**BRANO CITATO**
━━━

Al contrario di altre in passato più riuscite (“Crimini e misfatti” su tutte), è forzatamente schematica e prevedibile. Eppure... Eppure il film ha una forza che lo rende attraente, potente, angosciante.

Di che parla questa storia che fa rincontrare due sorelle adottate che vivono ai lati opposti degli Usa, sia geograficamente che economicamente, e che più diverse non potrebbero essere? Quella ricca, snob, stronza e patetica, è il male e allo stesso tempo vittima di se stessa. Quella povera è una poveraccia con nessuna autostima, che si accontenta di una vita mediocre senza aspirazioni e dell’amore di un suo pari.

Incontro destabilizzante e non proficuo per nessuno. Così come deve essere in questi casi, non c’è via d’uscita. Nessuna vera tragedia però, solo la miseria esistenziale che regna sovrana. Qui il male non vince, come nei migliori drammi di Allen. Ma neanche il bene, in fondo. Ecco perché si esce dal cinema con una sensazione forte di avvilimento e sconforto. Perché è un film avvilente e sconfortante. E stiamo parlando delle sue migliori doti.

“Blue Jasmine” è il ritratto di una donna che è un falso totale, solo superficie, forma, educazione, estetica, e non vuole, non è capace, non può vedere altro. Una donna che davanti alla tragedia di diventare improvvisamente povera (nella quale coinvolge anche tutti gli altri che gli stanno vicini), non vede, non capisce, non prende coscienza, non si scusa, non cambia e migliora, ma prosegue ottusamente nel suo modo di essere, sa solo drogarsi e illudersi per arrivare alla prossima recita che le permetta continuità di sopravvivenza. Naturalmente quando è in crisi cerca aiuto dai più miserabili, li usa, li spreme, li illude e poi li molla per tornare ad essere la merda che è. Personalmente ci ho visto la metafora del capitalismo Usa della crisi: falso, appunto, sofisticato, egoista, ignorante, truffatore, cieco, ottuso, ingiusto, ingrato, immutabile, predestinato...

Ma se questo mondo, questo sistema semina male, anche i poveri si accontentano di raccogliere ben poco: misera sopravvivenza individualista con un rozzo amore per la sorella, e fuga e rinuncia per il figliastro, condannati ad essere comparse minori sullo sfondo del mondo e della vita.

Insomma un film che anche se non convince del tutto nella struttura a tema piuttosto risaputa, è comunque un atto d’accusa lucido e impietoso, pessimista e disturbante come nessuno di questi tempi. Chi altri in Usa può permettersi di fare un lavoro così con la Warner Bros e attori del calibro di Cate Blanchett (da Oscar la sua schizofrenia) e Alec Baldwin? Solo Woody, e l’ha fatto.

━━━

**DATI DI PARTENZA**
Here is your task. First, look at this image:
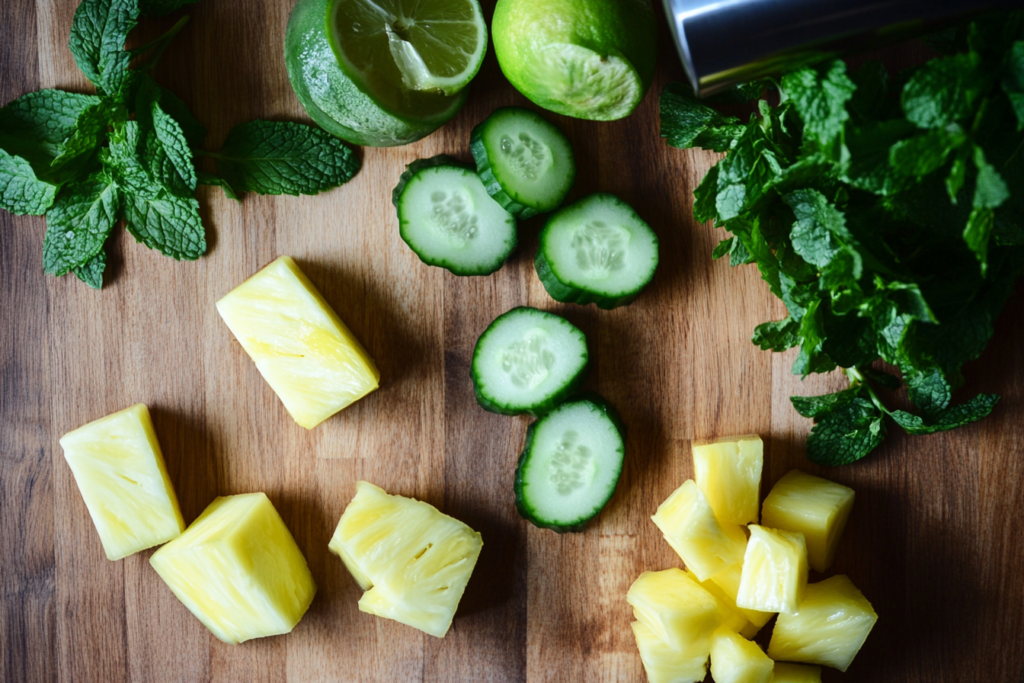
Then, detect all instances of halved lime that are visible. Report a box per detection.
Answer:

━━━

**IL COMPITO**
Quale film di Allen viene indicato come il più riuscito nella recensione di «Blue Jasmine»?

**IL RISULTATO**
«Crimini e misfatti».